> Set exercise:
Find every line in the records below that contains the string "fluffy", and copy each of those lines out in full.

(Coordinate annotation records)
● ● ● ● ●

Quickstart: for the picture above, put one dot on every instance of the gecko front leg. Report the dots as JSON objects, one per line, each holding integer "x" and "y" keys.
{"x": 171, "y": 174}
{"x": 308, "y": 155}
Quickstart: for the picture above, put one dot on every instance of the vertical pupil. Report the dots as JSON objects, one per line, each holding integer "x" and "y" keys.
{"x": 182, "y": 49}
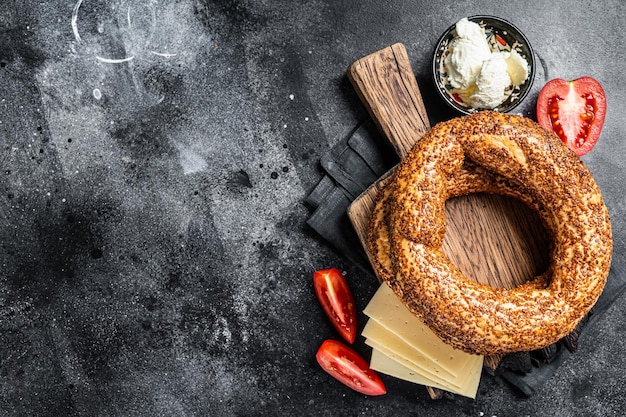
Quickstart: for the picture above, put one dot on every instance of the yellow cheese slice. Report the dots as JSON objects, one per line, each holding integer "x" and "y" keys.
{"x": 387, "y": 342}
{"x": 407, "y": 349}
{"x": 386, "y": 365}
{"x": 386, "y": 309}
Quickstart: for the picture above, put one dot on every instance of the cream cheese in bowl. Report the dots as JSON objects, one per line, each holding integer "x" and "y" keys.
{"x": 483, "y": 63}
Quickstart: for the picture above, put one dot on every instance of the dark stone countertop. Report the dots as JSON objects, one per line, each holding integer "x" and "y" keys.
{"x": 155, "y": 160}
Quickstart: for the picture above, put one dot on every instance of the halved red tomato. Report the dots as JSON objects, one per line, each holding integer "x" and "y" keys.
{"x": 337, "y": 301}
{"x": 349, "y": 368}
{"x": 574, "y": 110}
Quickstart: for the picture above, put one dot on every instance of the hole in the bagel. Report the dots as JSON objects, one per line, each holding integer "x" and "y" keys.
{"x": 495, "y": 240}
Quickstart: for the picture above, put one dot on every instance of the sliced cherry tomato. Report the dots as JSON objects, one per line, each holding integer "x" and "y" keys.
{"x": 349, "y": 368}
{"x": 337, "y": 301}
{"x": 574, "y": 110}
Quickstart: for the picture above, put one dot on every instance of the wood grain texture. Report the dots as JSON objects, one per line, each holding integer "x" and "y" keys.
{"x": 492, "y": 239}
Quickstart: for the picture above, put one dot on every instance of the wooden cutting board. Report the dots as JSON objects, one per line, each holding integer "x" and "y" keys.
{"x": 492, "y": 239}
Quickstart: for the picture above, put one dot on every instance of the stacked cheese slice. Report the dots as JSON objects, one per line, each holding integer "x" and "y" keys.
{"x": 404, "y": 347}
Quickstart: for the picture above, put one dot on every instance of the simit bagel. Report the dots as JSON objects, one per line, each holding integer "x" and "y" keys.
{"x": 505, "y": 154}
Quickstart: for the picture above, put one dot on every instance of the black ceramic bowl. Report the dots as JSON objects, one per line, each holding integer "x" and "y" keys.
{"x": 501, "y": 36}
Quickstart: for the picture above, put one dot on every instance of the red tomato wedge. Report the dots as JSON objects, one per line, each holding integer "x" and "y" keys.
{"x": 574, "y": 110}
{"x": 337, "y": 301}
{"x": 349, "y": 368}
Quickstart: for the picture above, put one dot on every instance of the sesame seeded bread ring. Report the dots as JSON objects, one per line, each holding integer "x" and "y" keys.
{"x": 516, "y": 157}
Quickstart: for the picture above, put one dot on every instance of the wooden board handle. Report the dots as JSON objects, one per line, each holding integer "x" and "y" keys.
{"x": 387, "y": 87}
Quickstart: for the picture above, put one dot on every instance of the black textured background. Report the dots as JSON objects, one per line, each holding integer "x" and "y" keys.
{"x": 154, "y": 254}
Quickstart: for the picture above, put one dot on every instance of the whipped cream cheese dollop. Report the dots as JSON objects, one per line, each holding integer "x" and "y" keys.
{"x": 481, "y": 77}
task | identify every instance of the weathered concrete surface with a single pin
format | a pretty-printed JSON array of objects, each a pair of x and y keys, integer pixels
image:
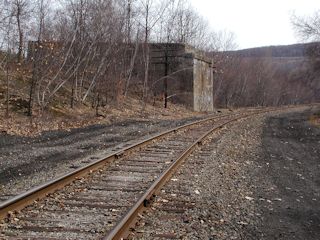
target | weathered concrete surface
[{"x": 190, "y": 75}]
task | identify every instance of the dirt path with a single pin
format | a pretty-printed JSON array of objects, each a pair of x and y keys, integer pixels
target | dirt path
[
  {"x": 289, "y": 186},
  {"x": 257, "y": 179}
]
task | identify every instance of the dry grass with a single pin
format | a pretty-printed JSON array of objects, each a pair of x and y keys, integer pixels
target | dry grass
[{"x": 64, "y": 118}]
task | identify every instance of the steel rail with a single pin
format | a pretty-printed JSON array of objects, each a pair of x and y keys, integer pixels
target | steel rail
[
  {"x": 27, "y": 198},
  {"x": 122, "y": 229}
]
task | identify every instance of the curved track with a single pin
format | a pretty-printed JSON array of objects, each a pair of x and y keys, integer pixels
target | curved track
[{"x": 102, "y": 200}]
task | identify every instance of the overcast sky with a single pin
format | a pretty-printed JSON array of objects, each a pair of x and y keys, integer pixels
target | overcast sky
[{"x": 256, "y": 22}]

● ● ● ● ●

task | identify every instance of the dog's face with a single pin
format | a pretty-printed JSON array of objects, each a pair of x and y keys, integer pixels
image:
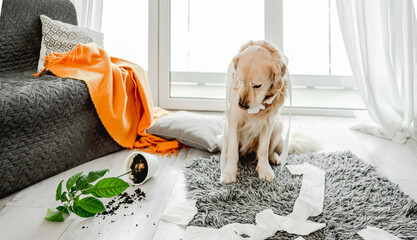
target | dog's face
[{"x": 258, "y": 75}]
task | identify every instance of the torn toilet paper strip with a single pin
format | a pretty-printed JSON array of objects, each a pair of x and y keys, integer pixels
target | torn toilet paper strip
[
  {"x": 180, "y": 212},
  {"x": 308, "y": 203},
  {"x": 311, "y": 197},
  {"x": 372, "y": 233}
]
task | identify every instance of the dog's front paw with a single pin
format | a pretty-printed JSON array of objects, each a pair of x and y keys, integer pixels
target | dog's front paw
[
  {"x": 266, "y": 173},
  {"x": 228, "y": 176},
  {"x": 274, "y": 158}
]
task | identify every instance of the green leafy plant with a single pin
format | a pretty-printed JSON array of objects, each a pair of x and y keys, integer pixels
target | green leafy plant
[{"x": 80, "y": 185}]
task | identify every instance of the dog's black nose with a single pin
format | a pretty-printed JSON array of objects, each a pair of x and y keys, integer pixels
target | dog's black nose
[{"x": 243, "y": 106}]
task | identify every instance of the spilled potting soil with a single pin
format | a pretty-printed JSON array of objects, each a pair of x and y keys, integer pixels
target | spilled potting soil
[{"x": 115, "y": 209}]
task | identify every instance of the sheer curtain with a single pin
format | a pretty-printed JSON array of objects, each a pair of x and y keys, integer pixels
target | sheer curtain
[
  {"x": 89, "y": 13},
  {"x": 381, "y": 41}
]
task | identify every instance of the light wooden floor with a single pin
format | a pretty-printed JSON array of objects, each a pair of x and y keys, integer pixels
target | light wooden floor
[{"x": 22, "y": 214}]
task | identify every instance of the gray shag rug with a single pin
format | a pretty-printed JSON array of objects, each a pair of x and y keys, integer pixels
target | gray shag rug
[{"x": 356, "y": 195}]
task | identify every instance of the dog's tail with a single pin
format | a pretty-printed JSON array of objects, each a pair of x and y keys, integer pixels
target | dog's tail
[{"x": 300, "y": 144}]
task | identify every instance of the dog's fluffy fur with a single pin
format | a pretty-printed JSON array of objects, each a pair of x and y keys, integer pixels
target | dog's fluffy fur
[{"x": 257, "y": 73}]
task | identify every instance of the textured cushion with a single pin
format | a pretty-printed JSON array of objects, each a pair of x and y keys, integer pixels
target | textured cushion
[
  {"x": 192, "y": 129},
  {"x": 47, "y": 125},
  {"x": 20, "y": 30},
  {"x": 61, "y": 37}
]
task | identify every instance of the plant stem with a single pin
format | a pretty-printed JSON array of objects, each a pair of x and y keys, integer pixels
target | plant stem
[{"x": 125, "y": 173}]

● ● ● ● ●

> Solution to the exercise:
task | identify every instance of the dog's fluffy fur with a single pin
target | dog's fluffy fur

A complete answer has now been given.